> **Aim of the exercise**: Return the records below from the line containing "Task: locate the outstretched" onward, exactly, through and including the last line.

Object position labeling entries
--

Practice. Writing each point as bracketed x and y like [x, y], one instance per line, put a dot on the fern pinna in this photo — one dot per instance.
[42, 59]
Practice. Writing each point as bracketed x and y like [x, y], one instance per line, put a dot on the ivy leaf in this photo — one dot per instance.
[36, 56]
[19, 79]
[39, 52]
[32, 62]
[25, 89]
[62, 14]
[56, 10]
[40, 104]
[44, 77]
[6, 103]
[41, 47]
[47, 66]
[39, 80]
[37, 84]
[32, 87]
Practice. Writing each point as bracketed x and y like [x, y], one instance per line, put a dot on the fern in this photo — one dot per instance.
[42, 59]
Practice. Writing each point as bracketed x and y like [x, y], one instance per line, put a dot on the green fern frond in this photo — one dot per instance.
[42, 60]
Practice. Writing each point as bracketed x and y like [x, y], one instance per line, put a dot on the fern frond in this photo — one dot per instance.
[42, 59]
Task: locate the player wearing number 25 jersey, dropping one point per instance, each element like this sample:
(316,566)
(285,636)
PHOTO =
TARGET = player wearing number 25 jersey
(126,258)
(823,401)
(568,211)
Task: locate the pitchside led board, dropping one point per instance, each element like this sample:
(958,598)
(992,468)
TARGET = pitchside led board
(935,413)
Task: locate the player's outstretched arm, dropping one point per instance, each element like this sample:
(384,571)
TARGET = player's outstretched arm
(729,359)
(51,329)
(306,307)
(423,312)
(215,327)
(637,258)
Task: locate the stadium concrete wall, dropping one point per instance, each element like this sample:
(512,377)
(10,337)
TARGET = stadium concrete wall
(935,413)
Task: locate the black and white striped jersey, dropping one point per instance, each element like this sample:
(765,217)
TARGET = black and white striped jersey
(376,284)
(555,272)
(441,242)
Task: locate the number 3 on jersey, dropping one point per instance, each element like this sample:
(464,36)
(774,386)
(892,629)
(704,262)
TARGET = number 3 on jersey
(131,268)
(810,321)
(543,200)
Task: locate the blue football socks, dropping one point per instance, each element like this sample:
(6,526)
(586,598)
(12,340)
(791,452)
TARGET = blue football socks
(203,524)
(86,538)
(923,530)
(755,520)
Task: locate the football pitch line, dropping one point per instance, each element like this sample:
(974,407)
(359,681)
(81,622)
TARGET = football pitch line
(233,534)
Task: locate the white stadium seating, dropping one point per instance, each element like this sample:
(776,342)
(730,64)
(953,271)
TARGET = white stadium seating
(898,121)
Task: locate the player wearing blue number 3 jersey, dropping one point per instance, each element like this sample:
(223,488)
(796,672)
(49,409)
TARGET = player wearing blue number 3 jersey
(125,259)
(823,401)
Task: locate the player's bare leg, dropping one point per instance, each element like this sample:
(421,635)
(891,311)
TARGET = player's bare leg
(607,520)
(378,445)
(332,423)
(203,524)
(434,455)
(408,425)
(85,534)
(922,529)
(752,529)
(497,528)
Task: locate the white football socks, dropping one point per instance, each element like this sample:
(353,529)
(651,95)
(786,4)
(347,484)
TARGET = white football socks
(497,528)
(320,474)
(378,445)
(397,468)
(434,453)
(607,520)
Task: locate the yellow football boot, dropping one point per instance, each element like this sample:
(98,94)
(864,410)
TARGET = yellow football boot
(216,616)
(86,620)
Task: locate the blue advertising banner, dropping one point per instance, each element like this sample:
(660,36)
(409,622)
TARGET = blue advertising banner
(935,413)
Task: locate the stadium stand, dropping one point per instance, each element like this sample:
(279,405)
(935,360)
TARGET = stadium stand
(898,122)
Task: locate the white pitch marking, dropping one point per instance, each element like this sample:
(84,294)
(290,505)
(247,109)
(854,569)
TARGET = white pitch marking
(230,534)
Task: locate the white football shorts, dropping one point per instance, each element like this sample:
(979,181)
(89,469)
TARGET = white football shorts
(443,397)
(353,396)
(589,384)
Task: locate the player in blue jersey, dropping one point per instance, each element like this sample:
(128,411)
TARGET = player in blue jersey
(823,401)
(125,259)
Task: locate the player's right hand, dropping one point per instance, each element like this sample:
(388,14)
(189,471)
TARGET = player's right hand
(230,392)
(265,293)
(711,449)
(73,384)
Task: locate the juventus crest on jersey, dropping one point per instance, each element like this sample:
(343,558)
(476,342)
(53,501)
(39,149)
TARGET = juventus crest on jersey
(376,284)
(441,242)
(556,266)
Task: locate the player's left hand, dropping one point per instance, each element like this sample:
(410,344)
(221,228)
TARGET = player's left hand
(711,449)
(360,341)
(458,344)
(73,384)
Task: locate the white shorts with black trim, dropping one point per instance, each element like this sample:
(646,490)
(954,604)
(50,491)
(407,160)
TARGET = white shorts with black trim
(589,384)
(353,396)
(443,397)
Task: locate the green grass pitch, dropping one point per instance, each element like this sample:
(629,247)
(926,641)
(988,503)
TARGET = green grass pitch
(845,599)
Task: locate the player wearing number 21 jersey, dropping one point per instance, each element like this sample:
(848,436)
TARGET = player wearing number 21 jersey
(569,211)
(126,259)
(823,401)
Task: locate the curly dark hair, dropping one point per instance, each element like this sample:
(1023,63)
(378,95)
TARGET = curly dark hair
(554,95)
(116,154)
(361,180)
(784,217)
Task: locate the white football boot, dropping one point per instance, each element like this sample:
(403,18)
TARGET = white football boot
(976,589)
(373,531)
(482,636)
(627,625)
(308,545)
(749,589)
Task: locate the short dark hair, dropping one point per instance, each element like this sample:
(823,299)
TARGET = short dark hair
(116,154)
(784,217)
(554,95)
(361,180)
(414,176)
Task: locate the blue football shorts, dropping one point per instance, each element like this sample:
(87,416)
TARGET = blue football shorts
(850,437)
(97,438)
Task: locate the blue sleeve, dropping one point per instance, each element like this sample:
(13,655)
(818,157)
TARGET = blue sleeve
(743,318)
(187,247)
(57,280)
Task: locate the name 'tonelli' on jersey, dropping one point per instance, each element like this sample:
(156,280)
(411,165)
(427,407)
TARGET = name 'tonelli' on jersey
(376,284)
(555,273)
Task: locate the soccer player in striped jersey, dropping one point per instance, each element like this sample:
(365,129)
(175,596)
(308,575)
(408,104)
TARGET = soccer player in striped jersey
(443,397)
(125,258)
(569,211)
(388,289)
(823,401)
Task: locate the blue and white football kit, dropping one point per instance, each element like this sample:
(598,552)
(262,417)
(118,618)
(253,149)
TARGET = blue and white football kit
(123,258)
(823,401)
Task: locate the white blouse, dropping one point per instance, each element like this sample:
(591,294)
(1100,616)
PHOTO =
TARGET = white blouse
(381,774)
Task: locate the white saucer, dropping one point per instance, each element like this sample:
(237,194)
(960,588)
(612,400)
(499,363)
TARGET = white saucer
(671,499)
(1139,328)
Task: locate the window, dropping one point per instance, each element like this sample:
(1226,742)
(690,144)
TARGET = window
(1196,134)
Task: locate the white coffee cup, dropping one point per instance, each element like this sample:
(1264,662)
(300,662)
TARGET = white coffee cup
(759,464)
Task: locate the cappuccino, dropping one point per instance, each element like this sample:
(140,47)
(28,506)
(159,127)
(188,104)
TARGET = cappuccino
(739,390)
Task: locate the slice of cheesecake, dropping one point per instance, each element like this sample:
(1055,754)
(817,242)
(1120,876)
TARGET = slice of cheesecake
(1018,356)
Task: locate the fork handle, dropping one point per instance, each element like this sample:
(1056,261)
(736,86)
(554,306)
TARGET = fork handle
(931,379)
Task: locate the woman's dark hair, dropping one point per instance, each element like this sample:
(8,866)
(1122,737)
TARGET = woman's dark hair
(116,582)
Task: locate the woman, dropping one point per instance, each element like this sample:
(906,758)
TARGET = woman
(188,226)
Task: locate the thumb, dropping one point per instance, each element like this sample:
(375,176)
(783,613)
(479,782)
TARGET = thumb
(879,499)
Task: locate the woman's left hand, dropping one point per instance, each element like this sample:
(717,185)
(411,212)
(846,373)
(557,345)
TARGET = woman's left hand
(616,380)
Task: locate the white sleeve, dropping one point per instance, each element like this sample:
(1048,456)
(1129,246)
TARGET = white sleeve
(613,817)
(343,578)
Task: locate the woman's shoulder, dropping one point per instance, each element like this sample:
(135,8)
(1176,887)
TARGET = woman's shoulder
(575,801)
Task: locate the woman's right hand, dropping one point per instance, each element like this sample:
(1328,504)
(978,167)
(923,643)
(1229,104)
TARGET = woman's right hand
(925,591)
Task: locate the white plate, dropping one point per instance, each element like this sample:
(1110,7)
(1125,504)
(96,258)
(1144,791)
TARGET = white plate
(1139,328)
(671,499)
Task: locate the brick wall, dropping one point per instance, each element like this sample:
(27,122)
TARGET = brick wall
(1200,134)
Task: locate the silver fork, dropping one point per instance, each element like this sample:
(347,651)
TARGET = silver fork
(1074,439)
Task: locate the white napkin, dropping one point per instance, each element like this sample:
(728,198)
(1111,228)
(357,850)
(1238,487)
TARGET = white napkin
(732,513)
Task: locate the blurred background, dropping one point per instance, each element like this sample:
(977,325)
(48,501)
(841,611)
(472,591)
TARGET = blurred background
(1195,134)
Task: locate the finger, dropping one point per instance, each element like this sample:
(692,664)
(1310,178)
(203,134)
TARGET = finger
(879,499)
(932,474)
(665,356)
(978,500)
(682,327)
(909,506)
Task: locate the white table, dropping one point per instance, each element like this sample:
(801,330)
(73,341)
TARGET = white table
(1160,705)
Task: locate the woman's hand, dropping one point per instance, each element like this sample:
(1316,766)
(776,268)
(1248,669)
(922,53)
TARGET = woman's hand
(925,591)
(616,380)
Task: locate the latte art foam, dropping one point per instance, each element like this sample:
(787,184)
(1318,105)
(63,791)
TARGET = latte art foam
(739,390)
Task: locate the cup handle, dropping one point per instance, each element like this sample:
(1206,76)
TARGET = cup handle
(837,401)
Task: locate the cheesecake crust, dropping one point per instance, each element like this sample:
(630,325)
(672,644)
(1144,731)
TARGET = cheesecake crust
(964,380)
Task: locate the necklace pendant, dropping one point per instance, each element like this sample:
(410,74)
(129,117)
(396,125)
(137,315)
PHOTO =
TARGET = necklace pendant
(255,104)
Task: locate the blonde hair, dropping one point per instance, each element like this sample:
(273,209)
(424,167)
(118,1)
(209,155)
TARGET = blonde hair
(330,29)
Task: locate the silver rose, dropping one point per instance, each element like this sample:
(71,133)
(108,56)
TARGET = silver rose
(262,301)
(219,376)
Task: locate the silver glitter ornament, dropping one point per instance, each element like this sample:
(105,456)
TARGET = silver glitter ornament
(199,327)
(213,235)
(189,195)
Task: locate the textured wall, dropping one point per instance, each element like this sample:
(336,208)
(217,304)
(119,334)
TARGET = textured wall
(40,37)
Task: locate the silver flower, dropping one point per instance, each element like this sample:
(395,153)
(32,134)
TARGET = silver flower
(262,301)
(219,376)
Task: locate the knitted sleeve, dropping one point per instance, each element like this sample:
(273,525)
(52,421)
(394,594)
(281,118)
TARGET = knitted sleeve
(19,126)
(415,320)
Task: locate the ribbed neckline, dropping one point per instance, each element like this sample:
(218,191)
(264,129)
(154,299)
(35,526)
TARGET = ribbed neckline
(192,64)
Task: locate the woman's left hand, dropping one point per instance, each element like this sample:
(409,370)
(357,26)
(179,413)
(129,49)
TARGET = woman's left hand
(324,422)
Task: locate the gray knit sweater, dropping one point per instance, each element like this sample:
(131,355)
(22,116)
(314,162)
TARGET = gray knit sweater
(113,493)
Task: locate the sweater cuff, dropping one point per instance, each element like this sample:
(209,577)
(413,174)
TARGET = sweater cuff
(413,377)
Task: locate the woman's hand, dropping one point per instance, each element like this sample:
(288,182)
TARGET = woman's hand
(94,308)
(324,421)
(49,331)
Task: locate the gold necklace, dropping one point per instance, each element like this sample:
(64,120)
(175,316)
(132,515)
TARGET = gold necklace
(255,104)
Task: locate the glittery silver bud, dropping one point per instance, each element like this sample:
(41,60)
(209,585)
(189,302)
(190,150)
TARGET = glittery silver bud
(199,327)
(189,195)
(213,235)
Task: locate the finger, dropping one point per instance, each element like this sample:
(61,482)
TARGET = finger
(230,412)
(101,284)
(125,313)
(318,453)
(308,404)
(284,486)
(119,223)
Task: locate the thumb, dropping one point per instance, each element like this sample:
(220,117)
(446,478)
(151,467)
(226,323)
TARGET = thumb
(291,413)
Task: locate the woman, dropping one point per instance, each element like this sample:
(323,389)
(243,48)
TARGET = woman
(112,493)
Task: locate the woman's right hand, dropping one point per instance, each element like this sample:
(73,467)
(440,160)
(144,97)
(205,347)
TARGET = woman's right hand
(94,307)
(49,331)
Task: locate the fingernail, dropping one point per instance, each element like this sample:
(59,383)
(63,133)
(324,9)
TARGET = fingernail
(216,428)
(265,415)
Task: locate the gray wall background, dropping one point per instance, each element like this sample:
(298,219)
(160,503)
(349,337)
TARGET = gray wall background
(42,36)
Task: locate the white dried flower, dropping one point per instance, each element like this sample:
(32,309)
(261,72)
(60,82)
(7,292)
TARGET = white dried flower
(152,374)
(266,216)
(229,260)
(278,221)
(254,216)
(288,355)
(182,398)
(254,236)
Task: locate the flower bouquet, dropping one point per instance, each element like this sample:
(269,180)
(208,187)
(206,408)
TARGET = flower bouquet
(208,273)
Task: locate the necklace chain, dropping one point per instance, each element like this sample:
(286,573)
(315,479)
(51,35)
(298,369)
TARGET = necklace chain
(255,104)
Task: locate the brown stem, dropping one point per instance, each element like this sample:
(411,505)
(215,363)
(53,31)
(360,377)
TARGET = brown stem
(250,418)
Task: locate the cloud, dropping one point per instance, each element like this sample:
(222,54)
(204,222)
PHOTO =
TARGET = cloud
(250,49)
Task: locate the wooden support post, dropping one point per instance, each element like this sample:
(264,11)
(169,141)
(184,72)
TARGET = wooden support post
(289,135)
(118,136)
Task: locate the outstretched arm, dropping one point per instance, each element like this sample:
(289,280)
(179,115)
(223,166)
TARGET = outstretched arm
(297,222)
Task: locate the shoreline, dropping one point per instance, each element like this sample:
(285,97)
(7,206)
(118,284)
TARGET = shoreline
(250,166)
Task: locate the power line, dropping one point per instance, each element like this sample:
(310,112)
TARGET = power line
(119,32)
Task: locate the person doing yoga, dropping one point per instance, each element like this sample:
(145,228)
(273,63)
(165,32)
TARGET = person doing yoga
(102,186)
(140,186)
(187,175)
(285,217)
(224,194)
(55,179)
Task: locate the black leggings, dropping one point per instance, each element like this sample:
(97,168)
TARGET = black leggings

--

> **Exercise solution**:
Task: locate the outstretched arm, dropping one point per instance, each element like this sample:
(289,280)
(179,115)
(223,166)
TARGET = outstretched arm
(297,222)
Task: locate the shoreline, dropping one point per instance, each element like this sample:
(285,97)
(7,206)
(118,284)
TARGET = shoreline
(250,166)
Task: locate the power line, dropping one point per instance, each element like this sample:
(310,112)
TARGET = power line
(119,32)
Task: locate the person doing yoga, dropping one point per instance, each element like this sample:
(145,228)
(273,63)
(165,32)
TARGET = person doing yoga
(102,186)
(140,186)
(187,175)
(285,217)
(224,194)
(55,179)
Task: locate the black leggings, dropping one point per instance, each element like this sample:
(97,168)
TARGET = black leggings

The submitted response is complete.